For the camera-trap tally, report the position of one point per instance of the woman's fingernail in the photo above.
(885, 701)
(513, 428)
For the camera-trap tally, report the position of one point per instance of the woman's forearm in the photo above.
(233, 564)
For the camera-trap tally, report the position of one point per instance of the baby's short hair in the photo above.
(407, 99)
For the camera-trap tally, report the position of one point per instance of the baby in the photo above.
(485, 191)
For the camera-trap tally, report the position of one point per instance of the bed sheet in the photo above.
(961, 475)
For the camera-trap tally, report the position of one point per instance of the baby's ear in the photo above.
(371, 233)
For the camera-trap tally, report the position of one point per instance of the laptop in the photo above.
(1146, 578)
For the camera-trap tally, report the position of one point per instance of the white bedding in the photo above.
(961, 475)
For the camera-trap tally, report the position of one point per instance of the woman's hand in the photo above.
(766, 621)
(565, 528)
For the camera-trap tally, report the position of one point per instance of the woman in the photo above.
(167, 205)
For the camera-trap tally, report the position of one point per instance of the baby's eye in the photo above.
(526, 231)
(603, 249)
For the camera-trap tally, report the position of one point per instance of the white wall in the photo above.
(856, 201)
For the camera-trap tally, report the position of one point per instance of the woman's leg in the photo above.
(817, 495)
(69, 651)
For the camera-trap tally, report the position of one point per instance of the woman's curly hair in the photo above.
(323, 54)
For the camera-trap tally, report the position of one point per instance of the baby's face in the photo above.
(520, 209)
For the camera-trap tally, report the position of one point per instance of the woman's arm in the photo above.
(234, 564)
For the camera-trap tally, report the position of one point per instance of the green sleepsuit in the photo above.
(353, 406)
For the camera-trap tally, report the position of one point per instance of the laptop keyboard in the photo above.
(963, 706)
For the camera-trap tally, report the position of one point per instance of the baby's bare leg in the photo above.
▬▬▬▬▬▬
Print the material above word for word, from its first line through its last, in the original order.

For the camera-trap tally, report the position of one point per instance of the woman's fingernail in the photo above.
(885, 701)
(513, 428)
For the camera-trap tally, report the position of one point per instance of the woman's forearm in the photo above.
(233, 564)
For the camera-trap tally, report the position of one point per instance of the baby's short hair in the photo above.
(407, 99)
For the camera-trap tally, report the position of one point per instance of the baby in the photo above.
(485, 191)
For the camera-trap tally, report the position of one point per instance of the bed sheet in the photo above.
(961, 475)
For the camera-trap tally, report the position of one point per instance of the baby's ear in the photo above.
(371, 233)
For the camera-trap tally, report the position of one point per instance of the laptop in the photo above.
(1146, 578)
For the camera-trap tally, report the position of one point per instance of the white bedding in the photo above.
(961, 475)
For the camera-trap tally, report the position of one point per instance of the woman's hand in the photo above.
(766, 621)
(565, 528)
For the camera-trap tally, report the position of one point per instance of the woman in the photo above.
(167, 205)
For the camera-trap tally, report the position of one point per instance of the baby's eye in the photo above.
(526, 231)
(603, 249)
For the camera-trap tally, report the position of one point per instance of the white wall in the photo above.
(856, 201)
For the camera-trap tally, report the position of one point per instance of the woman's leg in the photo above.
(817, 495)
(69, 651)
For the camera-trap tally, report the position of one point per instance of the woman's curly hair in the photo above.
(323, 54)
For the camera-trap tally, report the position of one point per instance of the baby's face in the photo above.
(520, 209)
For the camera-trap tally, report the position of one point per instance of the woman's arm in the photo above.
(234, 564)
For the camera-trap tally, report the position of one point per instance of the green sleepsuit in the photo above.
(353, 406)
For the camera-trap tally, report the position of one point per instance of the laptop keyboard in the photo above.
(963, 706)
For the camera-trap tally, report the position of one point per instance of the baby's bare leg in the photo above.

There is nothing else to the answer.